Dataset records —
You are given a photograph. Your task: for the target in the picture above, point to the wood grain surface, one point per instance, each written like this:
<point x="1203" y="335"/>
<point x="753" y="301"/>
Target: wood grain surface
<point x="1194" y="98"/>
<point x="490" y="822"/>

What is required — When you output the entries, keep every line exactly as it appears above.

Problem solution —
You are given a photograph. Your task: for the target in the picture above, point to the wood grain surface, one point per instance, each written like this:
<point x="1203" y="335"/>
<point x="753" y="301"/>
Target: wood grain surface
<point x="1194" y="98"/>
<point x="490" y="822"/>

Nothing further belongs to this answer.